EXERCÍCIO PROPOSTO 1:
Responda, com base no texto sobre a ação de Massa na Justiça inglesa:
(a) Em qual divisão da Corte Superior de Londres as primeiras audiências vão analisar os aspectos legais do processo?
(b) A qual site Ecclestone deu as declarações usadas pela equipe do piloto, e em que mês e ano?
(c) Qual é o valor aproximado do bônus que Massa receberia da Ferrari pelo título?
EXERCÍCIO PROPOSTO 2: Atualize o trecho do texto sobre a ação de Massa na Justiça inglesa que vai de "Será o primeiro" até "advogados de Massa.", substituindo "audiências" por "sessões".
EXERCÍCIO PROPOSTO 3: Escreva a continuação do texto sobre a ação de Massa na Justiça inglesa a partir da última frase apresentada.

TEXTO FORNECIDO:
####################
Será o primeiro passo judicial da disputa de Massa com a FIA, F-1 e Ecclestone nos tribunais. As primeiras audiências vão analisar os aspectos legais mais relevantes do processo na divisão de King's Bench da Corte Superior de Londres, na Inglaterra. A informação foi publicada inicialmente pelo jornal O Globo e confirmada pelo Estadão.
Estas primeiras audiências já vão contar com a presença de todos os envolvidos no caso, como Ecclestone e representantes da Formula One Management (FOM) e da FIA, além dos próprios advogados de Massa.
A equipe do piloto brasileiro acionou a Justiça inglesa com base em declarações de Ecclestone ao site alemão "F1 Insider", em março de 2023, para mostrar que o regulamento da competição foi mal aplicado na época. O ex-chefão da categoria afirmara que considerava Massa o campeão de 2008, em razão da batida deliberada de Nelsinho Piquet, que prejudicou o compatriota no GP de Cingapura daquele ano. Por isso, os advogados pedem que a FIA admita, em declaração, ter violado seus próprios regulamentos ao não investigar prontamente as circunstâncias do acidente.
QUANTO MASSA PODE RECEBER DE INDENIZAÇÃO?
Além do reconhecimento como vencedor do título, o ex-piloto da Ferrari quer ser indenizado. O valor que será cobrado tem três pontos centrais. O primeiro deles é o bônus que Massa receberia da Ferrari pelo título, na casa de 2 milhões de euros (R$ 10,87 milhões), conforme citado no documento protocolado pelo advogado Richard Levett junto à Justiça britânica. Também são reivindicados valores estimados que seriam recebidos de patrocínios e oportunidades comerciais que o piloto teria com o status de campeão mundial, assim como a diferença do salário que ele recebeu no restante da sua carreira na F-1 e a quantia que receberia como campeão.
####################
DADOS FORNECIDOS:
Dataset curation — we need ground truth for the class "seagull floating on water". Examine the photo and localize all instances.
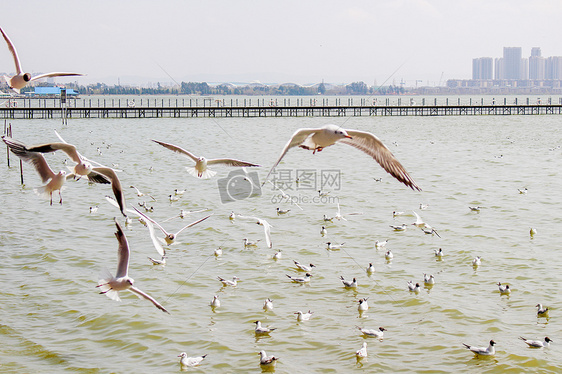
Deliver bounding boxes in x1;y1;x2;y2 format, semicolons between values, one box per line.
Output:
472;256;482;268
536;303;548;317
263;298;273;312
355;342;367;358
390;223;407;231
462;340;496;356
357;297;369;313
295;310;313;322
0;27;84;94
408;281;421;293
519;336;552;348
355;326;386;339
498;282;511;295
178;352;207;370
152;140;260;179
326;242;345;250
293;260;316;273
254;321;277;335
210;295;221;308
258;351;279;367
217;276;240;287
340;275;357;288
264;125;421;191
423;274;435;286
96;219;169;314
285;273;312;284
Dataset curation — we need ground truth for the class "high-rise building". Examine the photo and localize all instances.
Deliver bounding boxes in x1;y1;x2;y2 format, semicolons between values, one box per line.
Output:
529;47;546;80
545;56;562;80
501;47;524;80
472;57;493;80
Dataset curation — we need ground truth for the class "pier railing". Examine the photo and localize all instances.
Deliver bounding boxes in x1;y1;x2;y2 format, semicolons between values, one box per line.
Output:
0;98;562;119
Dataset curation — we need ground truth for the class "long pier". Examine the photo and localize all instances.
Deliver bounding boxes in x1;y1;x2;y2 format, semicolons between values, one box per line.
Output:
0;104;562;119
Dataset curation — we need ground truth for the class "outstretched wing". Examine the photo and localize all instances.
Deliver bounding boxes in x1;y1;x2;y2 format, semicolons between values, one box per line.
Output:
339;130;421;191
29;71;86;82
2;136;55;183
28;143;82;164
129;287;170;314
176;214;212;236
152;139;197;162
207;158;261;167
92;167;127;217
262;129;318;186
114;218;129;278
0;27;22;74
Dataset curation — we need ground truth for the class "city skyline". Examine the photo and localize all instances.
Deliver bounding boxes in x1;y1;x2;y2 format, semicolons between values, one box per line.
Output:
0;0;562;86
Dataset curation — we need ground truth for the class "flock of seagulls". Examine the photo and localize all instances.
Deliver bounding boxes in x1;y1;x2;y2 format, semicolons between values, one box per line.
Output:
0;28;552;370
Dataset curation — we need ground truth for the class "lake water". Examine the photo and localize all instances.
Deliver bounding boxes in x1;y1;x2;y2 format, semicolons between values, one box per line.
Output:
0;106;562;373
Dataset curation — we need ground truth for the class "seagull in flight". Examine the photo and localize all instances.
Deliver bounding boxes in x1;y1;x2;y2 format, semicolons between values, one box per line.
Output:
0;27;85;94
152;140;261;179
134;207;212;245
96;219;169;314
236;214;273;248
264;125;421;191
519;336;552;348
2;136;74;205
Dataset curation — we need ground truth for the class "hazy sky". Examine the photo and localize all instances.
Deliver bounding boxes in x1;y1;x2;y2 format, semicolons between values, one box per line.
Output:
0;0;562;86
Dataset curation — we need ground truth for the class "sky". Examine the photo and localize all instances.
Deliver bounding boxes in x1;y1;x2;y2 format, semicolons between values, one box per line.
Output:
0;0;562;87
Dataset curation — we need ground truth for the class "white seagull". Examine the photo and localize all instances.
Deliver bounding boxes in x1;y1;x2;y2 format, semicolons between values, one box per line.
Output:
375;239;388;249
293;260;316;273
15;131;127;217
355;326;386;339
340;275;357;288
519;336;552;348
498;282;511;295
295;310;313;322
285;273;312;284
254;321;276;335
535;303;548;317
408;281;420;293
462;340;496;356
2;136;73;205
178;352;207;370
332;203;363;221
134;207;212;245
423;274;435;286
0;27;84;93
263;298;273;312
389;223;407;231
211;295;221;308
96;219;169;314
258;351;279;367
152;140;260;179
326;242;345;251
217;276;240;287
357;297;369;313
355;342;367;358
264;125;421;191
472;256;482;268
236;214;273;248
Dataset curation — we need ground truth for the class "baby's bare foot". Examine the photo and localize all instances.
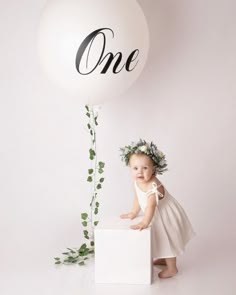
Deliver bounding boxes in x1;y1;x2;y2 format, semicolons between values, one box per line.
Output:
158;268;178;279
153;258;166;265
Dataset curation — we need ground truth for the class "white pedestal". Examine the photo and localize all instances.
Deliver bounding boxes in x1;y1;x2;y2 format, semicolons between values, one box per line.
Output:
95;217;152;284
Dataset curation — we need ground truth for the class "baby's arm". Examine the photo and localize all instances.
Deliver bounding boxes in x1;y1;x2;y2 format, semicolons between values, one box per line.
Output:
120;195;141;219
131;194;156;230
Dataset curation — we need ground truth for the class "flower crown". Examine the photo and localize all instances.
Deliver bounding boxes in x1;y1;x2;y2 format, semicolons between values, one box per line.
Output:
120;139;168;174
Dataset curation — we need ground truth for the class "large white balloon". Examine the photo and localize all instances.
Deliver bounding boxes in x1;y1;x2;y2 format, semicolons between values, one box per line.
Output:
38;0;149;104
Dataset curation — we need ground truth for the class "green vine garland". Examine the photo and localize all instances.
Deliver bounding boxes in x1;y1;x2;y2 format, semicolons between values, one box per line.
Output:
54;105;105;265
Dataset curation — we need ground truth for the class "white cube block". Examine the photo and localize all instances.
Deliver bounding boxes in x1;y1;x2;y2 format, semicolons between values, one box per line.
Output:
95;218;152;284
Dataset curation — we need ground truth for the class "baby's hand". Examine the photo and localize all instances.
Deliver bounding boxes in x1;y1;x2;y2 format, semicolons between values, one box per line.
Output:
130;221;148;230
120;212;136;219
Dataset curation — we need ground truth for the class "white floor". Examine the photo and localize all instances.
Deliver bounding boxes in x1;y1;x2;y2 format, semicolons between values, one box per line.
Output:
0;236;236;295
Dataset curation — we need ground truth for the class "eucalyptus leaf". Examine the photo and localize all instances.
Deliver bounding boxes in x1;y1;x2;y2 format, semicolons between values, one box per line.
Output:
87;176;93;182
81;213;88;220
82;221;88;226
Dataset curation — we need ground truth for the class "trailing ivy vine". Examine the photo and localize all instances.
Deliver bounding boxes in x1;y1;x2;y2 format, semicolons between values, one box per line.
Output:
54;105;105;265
####################
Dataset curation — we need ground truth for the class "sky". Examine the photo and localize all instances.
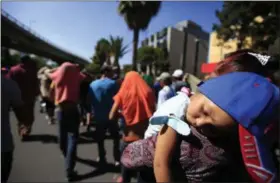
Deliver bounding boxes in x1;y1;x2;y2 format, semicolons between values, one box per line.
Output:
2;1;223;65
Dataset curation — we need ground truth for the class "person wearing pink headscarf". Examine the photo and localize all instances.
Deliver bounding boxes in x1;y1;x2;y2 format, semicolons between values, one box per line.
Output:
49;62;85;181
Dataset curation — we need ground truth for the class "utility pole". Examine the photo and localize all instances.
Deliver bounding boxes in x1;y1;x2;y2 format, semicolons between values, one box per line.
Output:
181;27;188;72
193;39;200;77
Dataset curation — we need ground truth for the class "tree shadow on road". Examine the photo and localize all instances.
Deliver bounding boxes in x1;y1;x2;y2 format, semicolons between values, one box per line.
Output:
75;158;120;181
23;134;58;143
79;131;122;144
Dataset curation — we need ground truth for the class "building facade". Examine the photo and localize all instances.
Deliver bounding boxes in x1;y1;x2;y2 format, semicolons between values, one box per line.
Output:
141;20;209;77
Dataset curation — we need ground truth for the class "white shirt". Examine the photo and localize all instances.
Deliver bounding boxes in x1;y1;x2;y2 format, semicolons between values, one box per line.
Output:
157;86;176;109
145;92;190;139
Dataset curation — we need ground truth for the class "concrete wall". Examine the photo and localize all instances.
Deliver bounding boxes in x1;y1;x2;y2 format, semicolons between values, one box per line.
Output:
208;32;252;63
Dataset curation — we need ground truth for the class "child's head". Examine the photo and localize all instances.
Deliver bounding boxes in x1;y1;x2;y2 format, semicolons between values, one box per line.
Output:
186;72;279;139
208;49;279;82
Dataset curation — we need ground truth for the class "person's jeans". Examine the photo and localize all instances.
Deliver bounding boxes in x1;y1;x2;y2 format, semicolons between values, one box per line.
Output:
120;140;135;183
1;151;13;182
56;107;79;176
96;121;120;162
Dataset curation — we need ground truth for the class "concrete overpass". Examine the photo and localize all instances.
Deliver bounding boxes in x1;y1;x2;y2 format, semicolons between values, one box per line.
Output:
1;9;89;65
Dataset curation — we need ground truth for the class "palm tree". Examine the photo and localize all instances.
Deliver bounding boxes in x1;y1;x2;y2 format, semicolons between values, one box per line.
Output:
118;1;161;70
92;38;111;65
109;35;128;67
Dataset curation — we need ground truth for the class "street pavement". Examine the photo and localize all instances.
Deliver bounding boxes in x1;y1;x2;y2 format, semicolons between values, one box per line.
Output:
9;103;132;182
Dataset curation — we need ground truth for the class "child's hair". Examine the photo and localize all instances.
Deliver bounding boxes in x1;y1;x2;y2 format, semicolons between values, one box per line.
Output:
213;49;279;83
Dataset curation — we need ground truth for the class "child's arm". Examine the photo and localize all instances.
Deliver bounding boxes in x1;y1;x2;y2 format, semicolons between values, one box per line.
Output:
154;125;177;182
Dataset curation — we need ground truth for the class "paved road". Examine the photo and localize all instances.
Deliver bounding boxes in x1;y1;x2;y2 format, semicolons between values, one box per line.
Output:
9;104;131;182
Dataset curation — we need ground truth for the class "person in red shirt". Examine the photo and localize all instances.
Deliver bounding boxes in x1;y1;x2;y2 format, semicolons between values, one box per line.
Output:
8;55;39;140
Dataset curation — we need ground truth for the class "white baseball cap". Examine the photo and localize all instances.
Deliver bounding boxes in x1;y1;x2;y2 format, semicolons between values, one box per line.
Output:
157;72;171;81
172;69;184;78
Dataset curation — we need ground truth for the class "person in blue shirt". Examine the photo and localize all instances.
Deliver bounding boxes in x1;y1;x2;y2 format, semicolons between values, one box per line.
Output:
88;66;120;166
####################
RESULTADO DO EXERCÍCIO 1:
(a) Na divisão de King's Bench.
(b) Ao site alemão "F1 Insider", em março de 2023.
(c) Cerca de 2 milhões de euros (R$ 10,87 milhões).

RESULTADO DO EXERCÍCIO 2:
Será o primeiro passo judicial da disputa de Massa com a FIA, F-1 e Ecclestone nos tribunais. As primeiras sessões vão analisar os aspectos legais mais relevantes do processo na divisão de King's Bench da Corte Superior de Londres, na Inglaterra. A informação foi publicada inicialmente pelo jornal O Globo e confirmada pelo Estadão.
Estas primeiras sessões já vão contar com a presença de todos os envolvidos no caso, como Ecclestone e representantes da Formula One Management (FOM) e da FIA, além dos próprios advogados de Massa.

RESULTADO DO EXERCÍCIO 3:
O montante exato será definido após prova pericial, mas a estimativa das perdas é de pelo menos 64 milhões de libras (cerca de R$ 463 milhões, no câmbio atual), sem correção ou juros. A análise financeira da equipe jurídica de Massa foi feita por um especialista em casos de natureza complexa como este e aponta que a análise final resultará em um valor mais alto.
ENTENDA O CASO
A disputa entre Massa e F-1 e FIA remete ao GP de Cingapura de 2008, um dos mais polêmicos da história da categoria. Na ocasião, Massa e Lewis Hamilton brigavam ponto a ponto pelo título. O brasileiro entrou naquela etapa apenas um ponto atrás do inglês, na época defendendo a McLaren. E tudo se encaminhava para uma vitória na corrida e uma virada de Massa no campeonato.
No auge de sua trajetória na F-1, o brasileiro, então na Ferrari, havia conquistado a pole position, no sábado. No domingo, liderava a prova até a 14ª de 61 voltas daquele GP. Foi quando Nelsinho Piquet bateu intencionalmente sua Renault, por ordem do polêmico Flavio Briatore, chefe da equipe, para beneficiar Fernando Alonso, seu companheiro de time. O espanhol havia feito pit stop duas voltas antes e estava com o tanque cheio - na época, havia reabastecimento dos carros durante as corridas.
A batida provocou a entrada do safety car na pista, o que mudou a história da corrida. Alonso, que largara em 15º, herdou e manteve a primeira posição até a bandeirada final. Foi o maior beneficiado pela batida. Massa foi o maior prejudicado porque ainda foi alvo de erros da Ferrari nos boxes.
Mesmo após cair para o último lugar da prova, o brasileiro terminou a prova em 13º, sem somar pontos. Hamilton, seu grande rival no campeonato, foi o terceiro. O inglês viu sua vantagem crescer de um para sete pontos na tabela. O campeonato acabou com ele somando apenas um ponto a mais que o brasileiro na classificação geral.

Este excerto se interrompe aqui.